___ THE DATA

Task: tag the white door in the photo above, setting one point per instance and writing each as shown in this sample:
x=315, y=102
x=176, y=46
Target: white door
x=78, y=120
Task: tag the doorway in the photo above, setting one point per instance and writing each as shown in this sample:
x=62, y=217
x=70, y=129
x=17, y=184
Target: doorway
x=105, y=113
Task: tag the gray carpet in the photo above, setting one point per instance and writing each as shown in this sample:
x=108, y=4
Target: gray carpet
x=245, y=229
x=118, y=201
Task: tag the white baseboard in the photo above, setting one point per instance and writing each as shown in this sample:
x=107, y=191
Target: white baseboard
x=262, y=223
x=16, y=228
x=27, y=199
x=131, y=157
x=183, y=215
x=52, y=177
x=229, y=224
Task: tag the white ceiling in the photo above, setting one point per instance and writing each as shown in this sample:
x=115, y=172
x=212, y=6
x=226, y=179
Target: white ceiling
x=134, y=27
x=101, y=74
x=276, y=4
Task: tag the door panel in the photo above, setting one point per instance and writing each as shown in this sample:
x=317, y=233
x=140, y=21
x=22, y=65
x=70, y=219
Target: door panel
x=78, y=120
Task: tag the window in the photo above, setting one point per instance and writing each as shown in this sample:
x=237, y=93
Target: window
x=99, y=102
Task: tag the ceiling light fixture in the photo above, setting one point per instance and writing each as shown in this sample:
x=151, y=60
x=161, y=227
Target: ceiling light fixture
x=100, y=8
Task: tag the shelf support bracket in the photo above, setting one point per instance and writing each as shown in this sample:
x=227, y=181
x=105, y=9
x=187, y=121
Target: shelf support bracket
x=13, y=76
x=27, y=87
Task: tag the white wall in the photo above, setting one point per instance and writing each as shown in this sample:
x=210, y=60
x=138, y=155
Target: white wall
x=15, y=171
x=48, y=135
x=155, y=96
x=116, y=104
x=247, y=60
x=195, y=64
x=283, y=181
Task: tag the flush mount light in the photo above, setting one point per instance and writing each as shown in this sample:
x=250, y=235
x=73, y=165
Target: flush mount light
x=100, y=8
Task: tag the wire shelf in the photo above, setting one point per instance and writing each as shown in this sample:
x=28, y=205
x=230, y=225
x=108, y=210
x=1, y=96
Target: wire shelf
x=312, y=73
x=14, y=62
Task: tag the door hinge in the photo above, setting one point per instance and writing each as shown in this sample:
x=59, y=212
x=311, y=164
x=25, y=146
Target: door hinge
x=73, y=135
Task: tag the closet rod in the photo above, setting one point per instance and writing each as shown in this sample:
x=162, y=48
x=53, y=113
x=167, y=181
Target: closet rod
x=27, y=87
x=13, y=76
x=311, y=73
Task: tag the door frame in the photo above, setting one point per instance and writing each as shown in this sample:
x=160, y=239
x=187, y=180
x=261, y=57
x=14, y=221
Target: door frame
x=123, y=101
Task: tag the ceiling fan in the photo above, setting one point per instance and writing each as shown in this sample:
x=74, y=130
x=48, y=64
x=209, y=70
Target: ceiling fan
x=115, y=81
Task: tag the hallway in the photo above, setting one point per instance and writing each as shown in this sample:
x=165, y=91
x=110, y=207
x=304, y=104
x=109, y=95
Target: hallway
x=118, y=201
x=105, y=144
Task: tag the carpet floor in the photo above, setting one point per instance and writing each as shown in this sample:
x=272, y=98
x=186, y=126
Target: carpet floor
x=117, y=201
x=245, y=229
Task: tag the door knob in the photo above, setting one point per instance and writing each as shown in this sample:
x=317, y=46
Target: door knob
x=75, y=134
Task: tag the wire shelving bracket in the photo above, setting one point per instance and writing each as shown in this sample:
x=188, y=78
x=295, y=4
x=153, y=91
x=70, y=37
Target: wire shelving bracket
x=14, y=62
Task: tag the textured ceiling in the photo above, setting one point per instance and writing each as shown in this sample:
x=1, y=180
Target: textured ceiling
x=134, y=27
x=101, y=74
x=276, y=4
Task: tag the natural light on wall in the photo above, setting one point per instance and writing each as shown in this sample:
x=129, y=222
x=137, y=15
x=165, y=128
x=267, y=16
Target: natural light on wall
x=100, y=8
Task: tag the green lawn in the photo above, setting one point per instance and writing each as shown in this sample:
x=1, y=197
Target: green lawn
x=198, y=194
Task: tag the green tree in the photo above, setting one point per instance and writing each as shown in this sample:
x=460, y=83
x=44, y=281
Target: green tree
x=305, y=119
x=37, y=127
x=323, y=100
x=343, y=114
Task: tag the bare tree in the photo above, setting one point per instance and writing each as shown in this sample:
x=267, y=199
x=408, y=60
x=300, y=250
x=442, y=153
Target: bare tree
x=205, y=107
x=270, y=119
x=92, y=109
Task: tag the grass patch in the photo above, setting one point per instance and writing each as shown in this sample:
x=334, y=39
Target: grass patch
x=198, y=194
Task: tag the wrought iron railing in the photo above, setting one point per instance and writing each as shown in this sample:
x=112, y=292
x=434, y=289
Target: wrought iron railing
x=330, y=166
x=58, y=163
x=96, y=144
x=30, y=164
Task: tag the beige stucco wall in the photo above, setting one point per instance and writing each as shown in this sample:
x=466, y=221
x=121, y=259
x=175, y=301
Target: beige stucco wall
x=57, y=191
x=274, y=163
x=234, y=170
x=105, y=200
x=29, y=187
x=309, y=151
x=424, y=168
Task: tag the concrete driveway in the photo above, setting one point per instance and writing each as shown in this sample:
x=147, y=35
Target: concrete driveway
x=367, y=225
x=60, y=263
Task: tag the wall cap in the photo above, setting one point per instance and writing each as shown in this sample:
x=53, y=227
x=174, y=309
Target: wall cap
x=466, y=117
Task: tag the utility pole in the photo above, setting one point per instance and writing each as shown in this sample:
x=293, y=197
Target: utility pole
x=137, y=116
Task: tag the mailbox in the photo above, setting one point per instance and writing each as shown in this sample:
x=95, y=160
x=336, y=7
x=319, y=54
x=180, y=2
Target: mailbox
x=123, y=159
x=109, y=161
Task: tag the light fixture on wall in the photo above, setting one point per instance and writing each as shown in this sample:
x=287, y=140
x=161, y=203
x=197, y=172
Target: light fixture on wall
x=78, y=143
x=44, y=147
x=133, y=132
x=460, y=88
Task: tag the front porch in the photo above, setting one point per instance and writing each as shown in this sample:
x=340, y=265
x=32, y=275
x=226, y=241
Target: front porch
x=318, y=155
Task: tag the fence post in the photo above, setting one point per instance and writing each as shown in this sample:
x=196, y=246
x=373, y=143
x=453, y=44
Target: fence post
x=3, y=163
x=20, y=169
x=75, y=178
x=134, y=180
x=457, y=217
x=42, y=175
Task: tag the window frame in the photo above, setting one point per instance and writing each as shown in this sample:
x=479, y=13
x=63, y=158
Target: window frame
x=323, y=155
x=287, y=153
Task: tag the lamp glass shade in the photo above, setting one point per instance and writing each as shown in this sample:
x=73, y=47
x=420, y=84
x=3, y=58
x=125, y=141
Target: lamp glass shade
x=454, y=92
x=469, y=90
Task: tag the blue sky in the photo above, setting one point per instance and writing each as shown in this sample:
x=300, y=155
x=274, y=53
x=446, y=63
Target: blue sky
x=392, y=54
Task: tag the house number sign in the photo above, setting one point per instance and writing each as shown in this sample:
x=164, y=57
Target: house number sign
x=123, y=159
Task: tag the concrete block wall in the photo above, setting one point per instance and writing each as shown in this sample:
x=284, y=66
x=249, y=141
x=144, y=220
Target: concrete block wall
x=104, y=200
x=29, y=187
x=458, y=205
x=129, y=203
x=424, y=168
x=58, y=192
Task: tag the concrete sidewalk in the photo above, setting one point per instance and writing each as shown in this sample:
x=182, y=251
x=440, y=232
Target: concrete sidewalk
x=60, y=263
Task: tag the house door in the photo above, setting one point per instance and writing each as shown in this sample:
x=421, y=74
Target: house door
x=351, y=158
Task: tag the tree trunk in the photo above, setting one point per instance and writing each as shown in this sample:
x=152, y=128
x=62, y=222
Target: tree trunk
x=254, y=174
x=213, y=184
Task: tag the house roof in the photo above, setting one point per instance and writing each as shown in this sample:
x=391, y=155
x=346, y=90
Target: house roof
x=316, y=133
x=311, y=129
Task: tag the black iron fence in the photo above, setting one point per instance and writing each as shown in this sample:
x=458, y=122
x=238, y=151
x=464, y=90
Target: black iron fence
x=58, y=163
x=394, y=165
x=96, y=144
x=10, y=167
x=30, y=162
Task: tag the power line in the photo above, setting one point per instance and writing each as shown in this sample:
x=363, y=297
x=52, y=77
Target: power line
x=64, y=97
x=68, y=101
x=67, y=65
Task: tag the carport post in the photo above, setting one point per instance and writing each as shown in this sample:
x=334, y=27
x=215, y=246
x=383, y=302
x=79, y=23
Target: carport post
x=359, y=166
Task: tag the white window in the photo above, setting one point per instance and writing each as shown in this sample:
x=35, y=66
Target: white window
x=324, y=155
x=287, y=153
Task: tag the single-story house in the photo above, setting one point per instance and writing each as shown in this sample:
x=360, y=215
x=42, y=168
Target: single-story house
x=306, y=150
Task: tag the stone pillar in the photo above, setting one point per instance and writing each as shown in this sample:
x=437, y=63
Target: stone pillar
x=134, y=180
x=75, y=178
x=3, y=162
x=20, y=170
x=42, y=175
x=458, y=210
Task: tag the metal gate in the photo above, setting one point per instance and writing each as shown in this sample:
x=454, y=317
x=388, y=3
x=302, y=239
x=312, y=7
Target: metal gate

______

Rewrite everything in the items from the line containing "Task: tag the concrete sidewalk" down to the line containing "x=311, y=129", changing "tree trunk" to "tree stump" and leaving the rest as it is.

RESPONSE TO THE TASK
Task: tag the concrete sidewalk in the photo above, setting one point per instance and writing each as shown in this sample:
x=182, y=251
x=440, y=232
Target: concrete sidewalk
x=60, y=263
Task: tag the house door in the photo above, setting one point per instance and writing each as shown in this sample:
x=421, y=74
Target: house door
x=351, y=158
Task: tag the tree stump in the photo above, setting one point per instance and writing each as shown in this sample:
x=152, y=128
x=62, y=222
Target: tree stump
x=254, y=174
x=213, y=184
Task: tag the house roof in the photo above, setting one point per instance and writing each as shown in this sample:
x=391, y=155
x=346, y=90
Target: house roof
x=316, y=133
x=311, y=129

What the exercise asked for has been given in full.